Pedro Pulido en su caballo blanco Palomo

San José de Bolívar era un pueblo de calles de tierra, metras y trompos. Las calles nos servían para hacer los hoyos donde debían entrar las metras, y sobre el polvo reseco los trompos bailaban mejor, antes de morir a hachazos o sobrevivir a duras penas.
Yo digo que fue al final del período de Don Rómulo Betancourt cuando las calles aledañas a la plaza del pueblo se armó de concreto y rayas de asfalto encendido sobre sus calles viejas. Llegaban de la ciudad -no sabíamos de cuál- tanquetas, cisternas, buques, mezcladoras que revolucionaron la física y el espíritu de San José. Vendría luego un proceso de extinción de costumbres, juegos, entretenimientos, y los caballos como los de Pedro empezaron a soltar relámpagos por las patas cuando prendían carrera sobre el concreto.


La esquina de Barrio Jondo

Por esos tiempos -digamos que en los primeros años de la democracia representativa y plural -  Barrio Jondo era una especie de "ciudad prohibida" aunque colindara con la iglesia por la parte de atrás. Dice uno ahora "ciudad prohibida" como si habláramos de un universo de dimensiones desconocidas. Pero me gusta la imagen  "ciudad" para  recordar una esquina, la del delirio etílico popular y la tentación solariega. Pasar por allí con los padres, o con las tías, era un acto de sospechosa misericordia. Ahora, visitar a Barrio Jondo con Pedro Pulido, encarnaba un gesto retador y de precoz hombría. Y no era porque aquello fuera una suerte de "zona de tolerancia", no; en San José de Bolívar no existieron las damiselas encantadoras. El embrujo de la esquina venía más bien por el lado de las cantinas y las rockolas. Allí empezaba a crecer y a extenderse un sentimiento que no era patronal; una manera de afrontar los afectos amorosos que nada autóctonos, y eso nos removía el espíritu de transgresión, que después supimos que era universal y muy humano.

▶ LÍNEAS DE DATOS:
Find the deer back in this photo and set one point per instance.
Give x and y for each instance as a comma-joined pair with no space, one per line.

▶ TAREAS PENDIENTES:
1: Resume el texto de lectura en dos oraciones.
2: Según el texto de lectura, ¿de dónde venía el embrujo de la esquina de Barrio Jondo?
3: Reescribe de forma más breve el párrafo del texto de lectura que empieza con "Yo digo que fue al final", conservando sus datos principales.

▶ SOLUCIONES:
1: San José de Bolívar era un pueblo de calles de tierra, metras y trompos, cuyas calles cercanas a la plaza se cubrieron de concreto y asfalto al final del período de Rómulo Betancourt, lo que trajo la extinción de costumbres, juegos y entretenimientos. En los primeros años de la democracia, la esquina de Barrio Jondo, detrás de la iglesia, era una especie de "ciudad prohibida" cuyo embrujo venía de las cantinas y las rockolas, y visitarla con Pedro Pulido era un gesto retador y de precoz hombría.

2: De las cantinas y las rockolas.

3: Según quien narra, al final del período de Rómulo Betancourt las calles cercanas a la plaza se cubrieron de concreto y asfalto. Llegaron de una ciudad desconocida tanquetas, cisternas, buques y mezcladoras que transformaron San José. Después se extinguieron costumbres, juegos y entretenimientos, y caballos como los de Pedro soltaban relámpagos por las patas al correr sobre el concreto.